**WORK TASK:** Return each line below that contains the string "after". The match is case-sensitive.

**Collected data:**
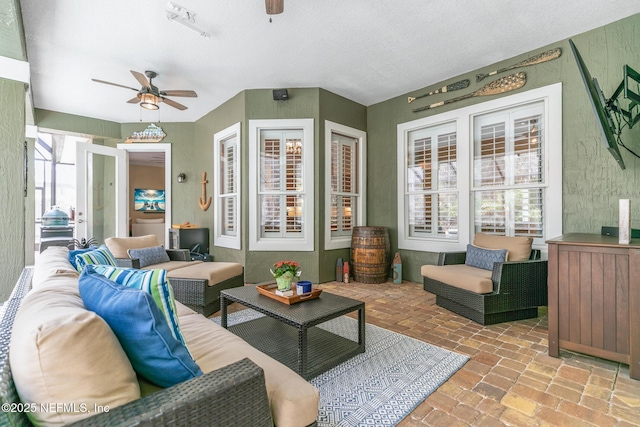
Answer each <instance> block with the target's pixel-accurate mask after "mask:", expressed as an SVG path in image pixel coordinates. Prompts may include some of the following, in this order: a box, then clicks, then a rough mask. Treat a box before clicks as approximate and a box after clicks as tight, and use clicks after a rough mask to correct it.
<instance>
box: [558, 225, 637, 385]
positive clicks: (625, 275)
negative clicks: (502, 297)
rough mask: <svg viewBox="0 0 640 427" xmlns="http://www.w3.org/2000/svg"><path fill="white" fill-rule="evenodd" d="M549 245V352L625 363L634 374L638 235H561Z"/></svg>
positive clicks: (558, 353) (634, 370) (635, 356)
mask: <svg viewBox="0 0 640 427" xmlns="http://www.w3.org/2000/svg"><path fill="white" fill-rule="evenodd" d="M547 244H548V245H549V277H548V287H549V355H550V356H554V357H558V356H559V350H560V348H563V349H566V350H571V351H575V352H579V353H584V354H589V355H592V356H596V357H601V358H603V359H609V360H613V361H616V362H620V363H625V364H628V365H629V375H630V376H631V378H634V379H640V239H636V240H632V241H631V243H630V244H628V245H620V244H618V238H617V237H611V236H601V235H599V234H579V233H573V234H566V235H564V236H561V237H558V238H556V239H552V240H549V241H547Z"/></svg>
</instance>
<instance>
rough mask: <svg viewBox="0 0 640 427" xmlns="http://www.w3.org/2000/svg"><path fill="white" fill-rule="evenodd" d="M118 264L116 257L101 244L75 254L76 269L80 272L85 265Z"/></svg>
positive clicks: (81, 270)
mask: <svg viewBox="0 0 640 427" xmlns="http://www.w3.org/2000/svg"><path fill="white" fill-rule="evenodd" d="M89 264H91V265H118V264H117V263H116V258H115V257H114V256H113V254H112V253H111V251H110V250H109V248H107V247H106V246H105V245H101V246H100V247H99V248H98V249H95V250H93V251H88V252H83V253H80V254H77V255H76V270H78V271H79V272H80V273H82V269H83V268H84V266H85V265H89Z"/></svg>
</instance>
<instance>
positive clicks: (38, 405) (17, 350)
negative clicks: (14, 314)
mask: <svg viewBox="0 0 640 427" xmlns="http://www.w3.org/2000/svg"><path fill="white" fill-rule="evenodd" d="M56 282H57V283H56V284H55V286H49V285H47V286H45V287H43V288H41V289H39V290H32V291H31V292H30V293H29V295H27V297H26V298H25V299H24V301H23V303H22V306H21V307H20V309H19V310H18V313H17V315H16V319H15V321H14V324H13V332H12V338H11V347H10V350H9V357H10V363H11V371H12V373H13V379H14V382H15V385H16V389H17V390H18V393H19V394H20V398H21V400H22V401H23V402H24V403H28V404H31V403H35V404H36V407H38V408H40V407H41V406H40V405H44V406H43V407H47V408H52V409H51V410H49V411H37V412H34V413H30V414H28V415H29V417H30V418H31V419H32V422H33V423H34V424H36V425H46V426H50V425H56V426H60V425H66V424H69V423H72V422H75V421H78V420H80V419H83V418H86V417H88V416H90V415H94V414H95V412H94V408H95V406H94V405H96V404H97V405H102V406H104V407H109V408H115V407H117V406H120V405H123V404H125V403H127V402H130V401H133V400H136V399H138V398H139V397H140V389H139V386H138V382H137V380H136V374H135V372H134V370H133V368H132V366H131V363H130V362H129V360H128V359H127V356H126V354H125V352H124V350H123V349H122V347H121V346H120V343H119V342H118V339H117V338H116V336H115V335H114V333H113V332H112V331H111V328H109V326H108V325H107V324H106V322H105V321H104V320H102V318H101V317H99V316H98V315H97V314H95V313H94V312H91V311H89V310H87V309H85V308H84V305H83V303H82V299H81V298H80V295H79V294H78V281H77V278H76V279H74V278H71V277H64V275H63V276H62V277H58V278H56ZM63 403H64V405H61V404H63ZM74 408H75V410H74ZM83 408H86V412H84V411H83Z"/></svg>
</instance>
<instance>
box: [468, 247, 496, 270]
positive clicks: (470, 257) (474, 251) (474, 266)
mask: <svg viewBox="0 0 640 427" xmlns="http://www.w3.org/2000/svg"><path fill="white" fill-rule="evenodd" d="M506 259H507V250H506V249H484V248H479V247H477V246H473V245H467V257H466V260H465V262H464V263H465V264H466V265H469V266H471V267H477V268H482V269H484V270H493V263H494V262H504V261H505V260H506Z"/></svg>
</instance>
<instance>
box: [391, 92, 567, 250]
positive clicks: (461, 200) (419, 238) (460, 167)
mask: <svg viewBox="0 0 640 427" xmlns="http://www.w3.org/2000/svg"><path fill="white" fill-rule="evenodd" d="M536 101H542V102H543V103H544V122H545V124H546V126H545V132H546V134H545V139H544V140H545V141H546V144H545V146H544V159H545V164H544V172H543V173H544V176H545V183H546V184H545V185H546V189H545V196H544V197H545V200H544V224H545V227H544V238H543V239H540V241H542V242H544V241H545V240H547V239H550V238H553V237H557V236H559V235H561V234H562V83H555V84H552V85H549V86H544V87H541V88H537V89H532V90H529V91H526V92H522V93H517V94H514V95H510V96H504V97H501V98H499V99H495V100H491V101H487V102H483V103H480V104H475V105H471V106H469V107H464V108H460V109H458V110H453V111H448V112H444V113H442V114H437V115H434V116H430V117H425V118H421V119H418V120H413V121H411V122H406V123H401V124H399V125H398V127H397V141H398V142H397V150H398V151H397V154H398V156H397V158H398V199H397V200H398V248H400V249H409V250H418V251H429V252H443V251H460V250H466V246H467V244H469V243H472V242H473V234H474V232H473V230H474V228H473V220H474V212H473V203H472V197H473V192H472V185H473V182H472V180H473V164H472V162H473V141H472V137H473V123H474V121H473V119H474V117H475V116H479V115H484V114H486V113H490V112H492V111H498V110H503V109H507V108H512V107H517V106H520V105H525V104H529V103H534V102H536ZM447 122H455V123H456V126H457V141H458V146H457V154H458V156H457V158H458V165H459V168H458V191H459V199H458V203H459V204H458V212H459V220H458V225H459V231H458V238H457V239H455V240H454V239H452V240H446V241H445V240H444V239H433V238H415V237H410V236H409V234H408V225H409V224H408V221H407V215H408V209H407V206H406V202H405V200H406V194H407V193H406V188H407V185H406V184H407V183H406V159H407V150H406V147H407V142H408V141H407V138H408V135H409V132H411V131H413V130H418V129H421V128H425V127H431V126H436V125H438V124H443V123H447ZM534 247H535V248H538V249H542V250H546V244H544V243H540V242H538V243H535V244H534Z"/></svg>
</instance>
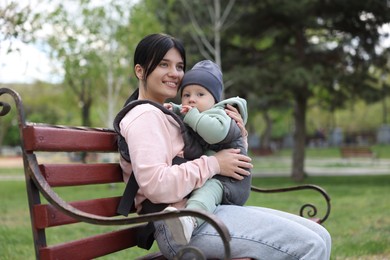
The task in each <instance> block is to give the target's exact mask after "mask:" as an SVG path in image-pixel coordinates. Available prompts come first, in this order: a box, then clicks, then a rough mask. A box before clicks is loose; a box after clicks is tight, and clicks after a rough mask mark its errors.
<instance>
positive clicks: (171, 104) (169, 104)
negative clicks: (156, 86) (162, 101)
mask: <svg viewBox="0 0 390 260" xmlns="http://www.w3.org/2000/svg"><path fill="white" fill-rule="evenodd" d="M164 107H165V108H166V109H168V110H172V109H173V106H172V104H170V103H164Z"/></svg>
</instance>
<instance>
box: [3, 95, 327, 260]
mask: <svg viewBox="0 0 390 260" xmlns="http://www.w3.org/2000/svg"><path fill="white" fill-rule="evenodd" d="M3 94H8V95H10V96H11V97H12V98H13V99H14V101H15V103H16V108H17V111H18V122H19V129H20V135H21V148H22V152H23V161H24V170H25V180H26V189H27V196H28V203H29V211H30V219H31V226H32V232H33V243H34V247H35V256H36V259H94V258H97V257H100V256H104V255H107V254H111V253H114V252H118V251H120V250H124V249H127V250H132V248H135V247H136V246H137V234H138V233H139V232H141V230H142V227H144V226H145V225H146V223H148V222H150V221H156V220H162V219H165V218H172V217H178V216H185V215H190V216H195V217H200V218H203V219H205V220H206V221H207V222H209V223H210V224H211V225H213V226H214V227H215V228H216V230H217V231H218V233H219V234H220V236H221V239H222V242H223V245H224V248H225V256H221V258H223V259H230V246H229V239H230V236H229V232H228V229H227V227H226V226H225V225H224V224H223V223H222V222H221V221H220V220H218V218H217V217H215V216H214V215H212V214H206V213H201V212H198V211H192V210H180V211H178V212H169V213H153V214H146V215H137V214H131V215H129V217H121V216H117V213H116V208H117V206H118V202H119V199H120V195H121V194H119V195H118V196H110V197H103V198H89V197H87V198H83V199H77V201H68V200H66V199H65V198H64V197H65V196H60V195H59V193H61V194H66V195H71V194H70V193H72V188H74V187H82V188H83V189H84V188H86V185H92V186H89V187H95V186H94V185H101V184H104V185H107V184H112V183H116V184H115V185H121V184H122V185H123V187H124V184H123V182H122V171H121V168H120V166H119V164H118V163H117V162H116V161H113V162H100V161H93V162H89V161H86V162H72V161H70V162H66V163H64V162H61V163H58V162H56V161H55V160H53V159H52V160H50V159H48V158H47V157H48V156H49V155H52V154H54V153H56V152H62V153H69V152H84V153H98V154H103V155H105V154H110V153H114V155H115V157H116V158H118V157H119V155H118V154H117V140H116V138H117V137H116V134H115V133H114V132H113V130H111V129H103V128H86V127H72V126H59V125H47V124H37V123H26V120H25V115H24V108H23V104H22V101H21V98H20V96H19V94H18V93H17V92H15V91H13V90H11V89H8V88H0V96H2V95H3ZM10 108H11V106H10V105H9V103H6V102H0V116H4V115H6V114H7V113H8V112H9V110H10ZM42 154H43V155H44V156H42ZM302 189H310V190H314V191H317V192H319V193H320V194H321V195H323V197H324V198H325V201H326V205H327V210H326V213H325V216H324V217H323V218H321V219H320V218H317V217H316V213H317V210H316V208H315V206H313V205H311V204H309V205H304V206H302V207H301V211H300V214H301V215H302V216H303V214H305V213H304V211H305V209H307V208H308V207H309V211H311V213H308V215H309V216H308V217H310V218H313V219H314V220H315V221H317V222H318V223H322V222H324V221H325V220H326V219H327V218H328V216H329V213H330V198H329V196H328V195H327V193H326V192H325V191H324V190H323V189H322V188H320V187H318V186H315V185H301V186H295V187H289V188H285V189H270V190H265V189H260V188H256V187H252V190H253V191H256V192H268V193H271V192H282V191H293V190H302ZM120 190H121V192H122V191H123V190H122V189H120ZM133 212H134V209H133ZM306 214H307V213H306ZM75 223H79V224H80V223H88V224H85V225H89V224H90V225H95V226H96V227H97V226H111V227H112V228H113V230H110V231H103V232H101V233H99V234H89V232H86V233H85V236H84V237H81V238H80V237H77V238H76V239H75V240H72V241H65V242H60V243H49V242H50V241H52V240H51V239H50V238H51V237H50V238H47V237H46V236H49V235H50V236H55V234H56V231H57V230H58V229H59V228H69V227H71V228H72V229H77V228H78V227H77V226H76V225H77V224H75ZM70 224H73V225H74V227H73V226H71V225H70ZM53 227H56V228H55V229H54V228H53ZM185 250H189V249H188V248H183V252H185ZM183 252H182V253H183ZM139 259H165V258H164V257H163V256H162V255H161V253H159V252H155V253H150V252H149V253H148V254H147V255H146V256H142V257H140V258H139ZM178 259H179V258H178Z"/></svg>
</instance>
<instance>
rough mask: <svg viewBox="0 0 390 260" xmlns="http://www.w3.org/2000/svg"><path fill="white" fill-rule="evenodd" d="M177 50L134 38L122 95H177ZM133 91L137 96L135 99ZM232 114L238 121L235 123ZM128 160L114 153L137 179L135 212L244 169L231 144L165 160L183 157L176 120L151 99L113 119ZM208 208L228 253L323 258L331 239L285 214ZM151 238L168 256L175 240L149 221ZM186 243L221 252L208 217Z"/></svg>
mask: <svg viewBox="0 0 390 260" xmlns="http://www.w3.org/2000/svg"><path fill="white" fill-rule="evenodd" d="M185 62H186V60H185V51H184V48H183V46H182V45H181V43H180V42H179V41H177V40H176V39H175V38H173V37H171V36H168V35H163V34H153V35H149V36H146V37H145V38H144V39H142V40H141V42H140V43H139V44H138V46H137V48H136V50H135V55H134V72H135V75H136V77H137V78H138V80H139V84H138V92H135V94H133V95H132V97H131V98H130V99H134V98H138V99H139V100H149V101H153V102H156V103H158V104H161V105H162V104H163V103H164V102H166V99H168V98H173V97H175V96H176V94H177V90H178V86H179V84H180V81H181V79H182V77H183V75H184V70H185ZM137 93H138V97H137ZM228 113H230V114H233V115H232V117H234V118H235V119H236V120H238V122H240V125H241V127H243V125H242V121H240V117H239V116H238V115H237V113H235V112H234V111H232V110H230V112H228ZM119 126H120V133H121V135H122V136H123V137H124V138H125V140H126V142H127V144H128V148H129V155H130V158H131V163H129V162H127V161H126V160H123V158H122V159H121V167H122V169H123V172H124V179H125V181H128V180H129V178H130V175H131V173H132V172H134V176H135V179H136V180H137V183H138V185H139V190H138V193H137V196H136V200H135V206H136V208H137V210H138V211H139V212H140V211H141V210H142V203H143V202H144V201H146V200H149V201H151V202H152V203H164V204H169V205H171V206H173V207H175V208H184V206H185V201H186V200H185V197H186V196H187V195H188V194H190V192H191V191H192V190H194V189H196V188H198V187H201V186H202V185H203V184H204V183H205V182H206V180H208V179H210V178H211V177H213V176H214V175H216V174H221V175H224V176H229V177H233V178H236V179H242V176H247V175H248V174H249V172H248V171H246V170H245V168H246V169H250V168H252V164H251V163H250V158H249V157H247V156H245V155H242V154H240V153H239V152H240V151H239V149H228V150H222V151H220V152H218V153H216V154H215V155H214V156H201V157H200V158H198V159H195V160H192V161H188V162H185V163H182V164H180V165H173V164H172V160H173V158H175V157H177V156H183V154H182V153H183V147H184V141H183V137H182V134H181V132H180V128H179V126H178V123H177V122H176V121H175V120H173V119H172V117H171V116H168V115H166V114H164V113H163V112H162V111H161V110H160V109H158V108H156V107H155V106H153V105H151V104H142V105H138V106H135V107H134V108H133V109H131V110H130V111H129V112H128V113H127V114H126V115H125V116H124V117H123V119H122V120H121V121H120V124H119ZM214 214H215V215H216V216H217V217H218V218H219V219H221V221H223V222H224V224H225V225H226V226H227V227H228V229H229V231H230V234H231V237H232V240H231V242H230V245H231V252H232V257H233V258H240V257H250V258H253V259H316V260H319V259H329V258H330V247H331V239H330V235H329V233H328V232H327V231H326V230H325V229H324V228H323V227H322V226H320V225H318V224H316V223H314V222H312V221H310V220H307V219H304V218H301V217H299V216H296V215H292V214H289V213H285V212H280V211H275V210H271V209H265V208H260V207H243V206H234V205H220V206H218V207H217V209H216V210H215V212H214ZM155 228H156V231H155V239H156V240H157V243H158V245H159V248H160V250H161V252H162V253H163V254H164V256H166V257H167V258H169V259H171V258H173V256H174V255H175V254H176V253H177V251H178V250H179V248H180V245H178V244H177V243H175V241H174V240H173V239H172V236H171V233H170V232H169V230H168V229H167V228H166V226H165V224H164V222H163V221H158V222H156V223H155ZM189 245H191V246H195V247H198V248H200V249H201V250H202V252H203V253H204V254H205V255H206V257H207V258H219V257H221V256H223V255H224V249H223V245H222V242H221V239H220V237H219V235H218V233H217V232H216V231H215V230H214V228H213V227H212V226H211V225H209V224H208V223H204V224H203V225H201V226H200V227H198V228H197V229H196V230H195V231H194V233H193V235H192V238H191V240H190V243H189Z"/></svg>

**SOLUTION FOR THIS TASK:**
Answer each <instance> block with the target's pixel-accurate mask after "mask:", expressed as an SVG path in image pixel coordinates. Prompts may include some of the following, in this order: a box, then clicks, then a rough mask. Treat a box before clicks as approximate and a box after clicks as tight, and use clicks after a rough mask to correct it.
The task in each <instance> block is to give the target's exact mask after "mask:" as an SVG path in image-pixel coordinates. Available prompts come first, in this order: a box, then clicks, then a rough mask. A box before clicks is loose; a box after clicks is tight, and clicks after a rough mask mark its errors.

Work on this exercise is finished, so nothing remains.